--- Start of Supplied material ---

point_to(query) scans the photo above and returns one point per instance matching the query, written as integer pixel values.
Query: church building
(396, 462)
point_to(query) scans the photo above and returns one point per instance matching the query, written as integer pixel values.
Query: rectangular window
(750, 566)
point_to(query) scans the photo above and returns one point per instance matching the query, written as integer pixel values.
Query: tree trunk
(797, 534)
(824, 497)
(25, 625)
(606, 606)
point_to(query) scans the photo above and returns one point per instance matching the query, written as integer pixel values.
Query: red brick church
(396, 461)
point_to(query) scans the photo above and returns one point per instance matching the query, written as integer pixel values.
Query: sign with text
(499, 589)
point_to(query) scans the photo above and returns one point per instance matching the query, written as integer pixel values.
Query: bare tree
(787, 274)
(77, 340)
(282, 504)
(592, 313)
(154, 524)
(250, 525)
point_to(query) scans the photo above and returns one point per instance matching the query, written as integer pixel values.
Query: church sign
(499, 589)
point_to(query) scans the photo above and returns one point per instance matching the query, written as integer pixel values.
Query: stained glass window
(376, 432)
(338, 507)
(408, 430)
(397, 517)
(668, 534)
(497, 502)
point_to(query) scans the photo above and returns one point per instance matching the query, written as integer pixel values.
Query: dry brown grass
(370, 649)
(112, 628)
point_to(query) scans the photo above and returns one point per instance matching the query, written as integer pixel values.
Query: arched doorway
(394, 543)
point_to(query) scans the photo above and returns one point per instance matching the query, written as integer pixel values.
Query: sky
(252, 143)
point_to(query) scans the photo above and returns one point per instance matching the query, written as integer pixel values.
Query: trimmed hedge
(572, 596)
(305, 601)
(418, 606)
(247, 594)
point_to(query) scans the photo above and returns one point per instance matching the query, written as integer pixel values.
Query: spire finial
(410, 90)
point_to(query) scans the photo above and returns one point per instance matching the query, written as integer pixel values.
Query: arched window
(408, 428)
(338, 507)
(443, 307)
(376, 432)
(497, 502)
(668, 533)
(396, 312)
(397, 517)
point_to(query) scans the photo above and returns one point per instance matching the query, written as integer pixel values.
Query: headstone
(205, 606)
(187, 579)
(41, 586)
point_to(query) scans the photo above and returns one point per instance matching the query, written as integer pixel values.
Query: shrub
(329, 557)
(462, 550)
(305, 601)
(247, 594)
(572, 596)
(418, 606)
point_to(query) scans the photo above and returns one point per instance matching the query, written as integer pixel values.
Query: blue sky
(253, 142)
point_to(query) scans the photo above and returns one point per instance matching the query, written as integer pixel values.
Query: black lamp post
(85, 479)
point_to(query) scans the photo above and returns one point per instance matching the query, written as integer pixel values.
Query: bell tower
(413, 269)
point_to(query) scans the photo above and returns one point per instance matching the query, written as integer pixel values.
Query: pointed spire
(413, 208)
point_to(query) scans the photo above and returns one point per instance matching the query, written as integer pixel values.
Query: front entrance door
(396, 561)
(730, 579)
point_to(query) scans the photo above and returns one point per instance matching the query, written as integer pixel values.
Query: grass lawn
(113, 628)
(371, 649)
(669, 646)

--- End of Supplied material ---

▸ Problem requirements
Make an exact copy of all the data.

▸ Reply to the exercise
point_to(query) scans the photo above and returns one point per instance matching the query, written as integer pixel values.
Query: church building
(396, 462)
point_to(query) scans the photo above and returns one point per instance matching the query, written as integer pixel values.
Query: rectangular window
(750, 566)
point_to(query) scans the photo above and returns one point per instance matching the query, written as integer pixel values.
Query: tree trunk
(797, 534)
(824, 497)
(25, 625)
(606, 606)
point_to(query) scans the photo above and returns one point per instance matching the query, written as integer pixel values.
Query: red brick church
(396, 461)
point_to(query) scans the photo above and returns one point per instance matching the query, written as integer pixel values.
Query: sign with text
(499, 589)
point_to(query) scans the photo above and returns one point per instance matching the query, written as integer pixel values.
Query: bare tree
(787, 274)
(77, 340)
(282, 504)
(592, 313)
(154, 524)
(250, 525)
point_to(query) scans the photo above and returns one point per instance matching the query, written as integer pixel values.
Query: church sign
(499, 589)
point_to(query) scans the photo above and returns one point per instance matching the query, written as integer pixel values.
Query: stained glass window
(376, 432)
(338, 507)
(408, 430)
(397, 517)
(668, 534)
(497, 502)
point_to(query) scans the photo above and returns one point per instance matching the query, written as integer pixel values.
Query: dry brown grass
(370, 649)
(112, 628)
point_to(query) scans the photo above and returns one point per instance matching the query, written as integer pixel values.
Query: arched doorway
(394, 543)
point_to(query) scans the photo above and returns one point per instance matching the query, written as integer pixel values.
Query: sky
(252, 143)
point_to(query) scans the photo above and returns one point per instance matching the query, written as integer pixel values.
Query: trimmed hedge
(572, 596)
(305, 601)
(418, 606)
(247, 594)
point_to(query) scans the photo above and returns one point per instance matching the query, written as integer pixel values.
Query: spire finial
(410, 90)
point_to(query) scans the photo above and returns one point per instance matching the query, written as integer pixel values.
Query: arched window
(408, 428)
(338, 507)
(443, 307)
(376, 432)
(497, 502)
(668, 533)
(396, 312)
(397, 517)
point_to(query) scans the photo above and returns one point per instance matching the query, written as integer pixel values.
Query: headstone
(205, 606)
(187, 579)
(41, 586)
point_to(query) scans the photo above and returns one point per instance matching the query, written as integer pixel values.
Query: shrub
(329, 557)
(462, 550)
(305, 601)
(247, 594)
(572, 596)
(418, 606)
point_to(query) scans the photo above and returns one point per instance matching the query, written as integer pixel values.
Query: blue sky
(253, 142)
point_to(query) scans the photo above and returns one point per instance matching the query, written as integer pixel values.
Query: black lamp post
(85, 479)
point_to(query) scans the photo above and returns one point per instance matching the query, written as integer pixel values.
Query: bell tower
(413, 269)
point_to(query) scans the photo above and returns one point per instance matching the query, written as integer pixel values.
Query: pointed spire
(413, 208)
point_to(query) scans the photo above and returns one point per instance matching the query, written as integer pixel values.
Query: front entrance door
(396, 561)
(730, 579)
point_to(query) scans the photo above and returns one point per instance matching the query, written as integer pixel values.
Query: grass lawn
(113, 628)
(371, 649)
(669, 646)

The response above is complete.